### TASK
Output the records below as a two-column CSV with the header text,answer and one row per record. Put each record's text and its answer in their own quoted fields, with every line break replaced by a space.

### RECORDS TO PROCESS
+ + + + +

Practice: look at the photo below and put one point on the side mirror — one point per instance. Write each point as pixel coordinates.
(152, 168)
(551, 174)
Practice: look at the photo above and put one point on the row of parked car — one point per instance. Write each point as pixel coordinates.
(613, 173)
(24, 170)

+ + + + +

### TASK RESULT
text,answer
"Practice: look at the photo below and put one point on the side mirror — one point per instance. Write each point as pixel coordinates.","(152, 168) (551, 174)"
"Practice: look at the photo above and put one point on the row of parked car — one point per instance. Write each point as pixel coordinates.","(613, 173) (24, 170)"